> _EXERCISE BRIEF_: Reproduce, with no alteration, the span of lines that begins at the line containing "Exercise. Spot the top" and ends at the last line of the records, both ends included, and nothing else.

--- START ---

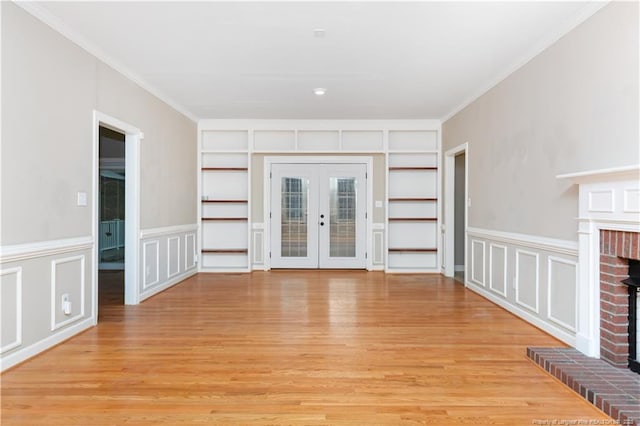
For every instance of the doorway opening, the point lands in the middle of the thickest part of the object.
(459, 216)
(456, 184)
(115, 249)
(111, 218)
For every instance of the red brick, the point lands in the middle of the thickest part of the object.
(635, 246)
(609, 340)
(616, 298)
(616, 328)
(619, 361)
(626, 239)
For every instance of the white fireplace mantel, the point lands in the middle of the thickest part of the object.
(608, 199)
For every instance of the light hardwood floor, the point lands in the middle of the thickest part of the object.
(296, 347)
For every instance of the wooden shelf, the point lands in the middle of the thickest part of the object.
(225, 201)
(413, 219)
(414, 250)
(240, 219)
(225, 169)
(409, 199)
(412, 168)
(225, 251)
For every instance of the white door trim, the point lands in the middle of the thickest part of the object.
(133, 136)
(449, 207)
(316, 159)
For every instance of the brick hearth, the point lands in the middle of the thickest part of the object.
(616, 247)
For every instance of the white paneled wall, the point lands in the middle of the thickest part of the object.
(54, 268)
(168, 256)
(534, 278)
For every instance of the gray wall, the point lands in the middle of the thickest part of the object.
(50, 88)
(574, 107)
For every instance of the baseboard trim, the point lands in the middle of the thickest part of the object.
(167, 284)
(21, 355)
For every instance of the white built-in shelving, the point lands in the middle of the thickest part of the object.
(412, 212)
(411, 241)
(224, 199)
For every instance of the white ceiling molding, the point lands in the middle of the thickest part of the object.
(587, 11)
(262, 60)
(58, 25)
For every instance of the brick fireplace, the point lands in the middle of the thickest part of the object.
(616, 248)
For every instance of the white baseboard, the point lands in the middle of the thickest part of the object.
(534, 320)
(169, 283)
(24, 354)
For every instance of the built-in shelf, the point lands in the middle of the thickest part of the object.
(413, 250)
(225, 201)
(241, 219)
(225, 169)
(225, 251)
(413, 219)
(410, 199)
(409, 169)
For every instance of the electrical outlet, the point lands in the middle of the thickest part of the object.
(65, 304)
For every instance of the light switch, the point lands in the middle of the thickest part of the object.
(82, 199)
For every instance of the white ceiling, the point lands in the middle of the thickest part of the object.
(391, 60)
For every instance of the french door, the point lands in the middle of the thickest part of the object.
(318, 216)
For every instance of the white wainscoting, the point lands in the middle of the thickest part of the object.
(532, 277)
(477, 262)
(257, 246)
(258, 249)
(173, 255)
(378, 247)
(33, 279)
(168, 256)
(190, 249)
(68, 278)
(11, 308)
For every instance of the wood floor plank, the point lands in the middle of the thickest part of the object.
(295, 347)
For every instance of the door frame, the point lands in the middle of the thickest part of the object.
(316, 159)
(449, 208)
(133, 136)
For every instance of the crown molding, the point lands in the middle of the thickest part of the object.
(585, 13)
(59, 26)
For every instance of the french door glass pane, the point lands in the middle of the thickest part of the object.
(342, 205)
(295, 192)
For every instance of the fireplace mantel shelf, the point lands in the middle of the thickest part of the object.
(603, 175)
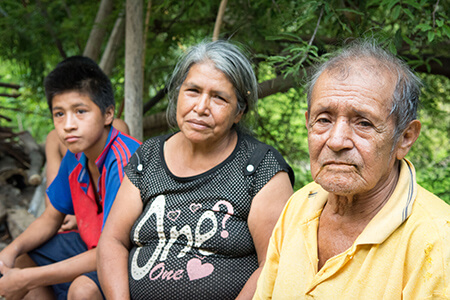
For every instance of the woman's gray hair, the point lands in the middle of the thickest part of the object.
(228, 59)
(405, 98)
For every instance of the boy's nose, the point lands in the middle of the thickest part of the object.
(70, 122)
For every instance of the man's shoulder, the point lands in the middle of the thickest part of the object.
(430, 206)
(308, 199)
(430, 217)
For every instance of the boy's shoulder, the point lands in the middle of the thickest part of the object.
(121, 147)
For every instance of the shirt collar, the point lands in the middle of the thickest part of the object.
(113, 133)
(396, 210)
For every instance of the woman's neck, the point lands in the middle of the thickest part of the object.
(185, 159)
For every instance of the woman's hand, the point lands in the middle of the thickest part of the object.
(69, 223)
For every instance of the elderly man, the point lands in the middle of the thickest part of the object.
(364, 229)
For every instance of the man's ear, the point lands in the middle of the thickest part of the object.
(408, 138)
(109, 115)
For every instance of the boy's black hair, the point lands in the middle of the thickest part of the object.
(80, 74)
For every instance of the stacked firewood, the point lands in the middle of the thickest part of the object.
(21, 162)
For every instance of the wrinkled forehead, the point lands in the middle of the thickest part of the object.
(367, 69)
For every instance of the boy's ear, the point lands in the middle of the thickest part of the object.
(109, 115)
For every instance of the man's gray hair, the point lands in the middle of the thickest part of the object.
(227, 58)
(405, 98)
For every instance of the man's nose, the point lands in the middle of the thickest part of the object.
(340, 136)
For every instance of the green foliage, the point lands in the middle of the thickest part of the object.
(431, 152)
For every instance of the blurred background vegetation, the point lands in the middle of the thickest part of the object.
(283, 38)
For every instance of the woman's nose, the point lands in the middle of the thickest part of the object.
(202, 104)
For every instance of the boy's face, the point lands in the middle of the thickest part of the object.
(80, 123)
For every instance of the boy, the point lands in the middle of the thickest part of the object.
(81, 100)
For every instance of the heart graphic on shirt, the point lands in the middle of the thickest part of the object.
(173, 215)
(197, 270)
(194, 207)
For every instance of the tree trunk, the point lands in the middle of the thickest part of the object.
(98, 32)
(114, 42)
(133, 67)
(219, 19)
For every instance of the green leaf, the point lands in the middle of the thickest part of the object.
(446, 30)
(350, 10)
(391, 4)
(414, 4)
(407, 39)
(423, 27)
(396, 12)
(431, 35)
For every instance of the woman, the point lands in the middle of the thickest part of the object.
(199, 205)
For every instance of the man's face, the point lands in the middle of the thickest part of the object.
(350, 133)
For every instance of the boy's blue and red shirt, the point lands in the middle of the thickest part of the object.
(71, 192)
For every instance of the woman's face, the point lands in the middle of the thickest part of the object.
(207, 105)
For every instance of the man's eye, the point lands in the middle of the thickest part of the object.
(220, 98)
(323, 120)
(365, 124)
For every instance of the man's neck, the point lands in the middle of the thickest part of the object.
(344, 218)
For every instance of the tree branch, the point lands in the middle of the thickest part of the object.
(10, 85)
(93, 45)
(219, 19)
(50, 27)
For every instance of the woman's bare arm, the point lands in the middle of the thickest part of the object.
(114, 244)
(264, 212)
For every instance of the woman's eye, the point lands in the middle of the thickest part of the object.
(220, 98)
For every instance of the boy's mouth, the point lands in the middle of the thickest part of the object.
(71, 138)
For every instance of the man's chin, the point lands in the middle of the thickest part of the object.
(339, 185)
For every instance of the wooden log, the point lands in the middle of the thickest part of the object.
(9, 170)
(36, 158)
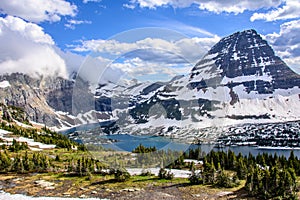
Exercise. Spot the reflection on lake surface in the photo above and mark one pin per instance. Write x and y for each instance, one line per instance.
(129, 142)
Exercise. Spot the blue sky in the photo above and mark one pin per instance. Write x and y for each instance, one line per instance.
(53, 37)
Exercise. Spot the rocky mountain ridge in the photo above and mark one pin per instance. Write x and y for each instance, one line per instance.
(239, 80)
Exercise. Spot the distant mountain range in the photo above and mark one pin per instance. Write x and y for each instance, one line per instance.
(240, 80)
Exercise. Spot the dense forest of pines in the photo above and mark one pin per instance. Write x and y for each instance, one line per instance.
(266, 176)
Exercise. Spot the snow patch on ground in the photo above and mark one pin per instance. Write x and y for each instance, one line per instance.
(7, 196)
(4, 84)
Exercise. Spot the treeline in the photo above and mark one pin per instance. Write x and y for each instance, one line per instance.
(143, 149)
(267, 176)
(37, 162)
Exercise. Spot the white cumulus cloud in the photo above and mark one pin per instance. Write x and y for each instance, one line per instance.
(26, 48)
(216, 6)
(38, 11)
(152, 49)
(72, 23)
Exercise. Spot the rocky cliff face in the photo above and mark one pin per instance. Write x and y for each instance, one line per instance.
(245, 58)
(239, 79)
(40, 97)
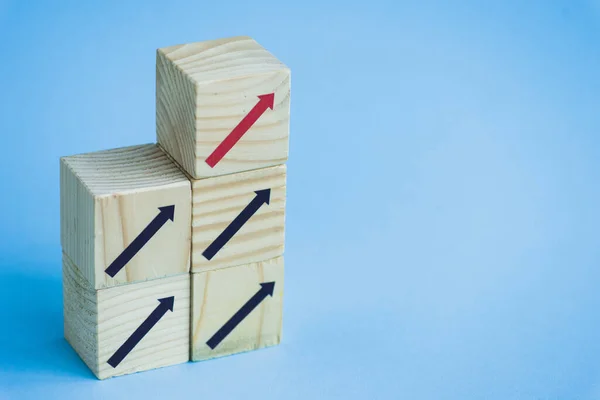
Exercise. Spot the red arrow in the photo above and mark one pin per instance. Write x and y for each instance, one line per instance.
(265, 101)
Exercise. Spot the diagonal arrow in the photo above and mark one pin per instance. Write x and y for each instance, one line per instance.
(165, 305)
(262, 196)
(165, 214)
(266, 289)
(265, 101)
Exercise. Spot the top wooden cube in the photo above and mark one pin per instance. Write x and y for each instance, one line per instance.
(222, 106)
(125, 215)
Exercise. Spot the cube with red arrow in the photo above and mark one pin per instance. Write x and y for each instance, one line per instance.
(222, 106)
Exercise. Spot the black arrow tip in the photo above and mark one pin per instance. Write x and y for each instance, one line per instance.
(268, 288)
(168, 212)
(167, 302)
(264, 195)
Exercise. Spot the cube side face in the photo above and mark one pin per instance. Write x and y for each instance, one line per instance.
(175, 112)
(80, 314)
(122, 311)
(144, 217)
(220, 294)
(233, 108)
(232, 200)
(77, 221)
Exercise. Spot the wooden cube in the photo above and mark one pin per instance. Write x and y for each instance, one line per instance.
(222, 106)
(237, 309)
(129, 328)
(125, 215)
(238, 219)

--- END ---

> _REPLY TO THE TASK_:
Exercise. Spot the top wooden cube in the photo above and mark one pin per instance. Write x and y for each instance, one line per instance.
(222, 106)
(125, 215)
Exercise. Spot the cube with red arrow in the photo above and mark one pin per instance. Write x and y for each instance, one line per instance.
(222, 106)
Exercise. Spot the black arrow tip in the photo above and mark one pin per instance. Write x and y for each instance, one line per instance.
(268, 288)
(168, 212)
(167, 302)
(264, 195)
Exercise. Spot the cube side face in the photo above and mark one pin per instance. Write x and y for each instance, one line per instance.
(175, 112)
(80, 314)
(122, 311)
(144, 217)
(220, 294)
(233, 108)
(232, 200)
(77, 221)
Exercise. Spot the wooden cube in the photo above and mark one pin per instance. Write x and y for each instance, one line per instance.
(222, 106)
(237, 309)
(129, 328)
(125, 215)
(238, 219)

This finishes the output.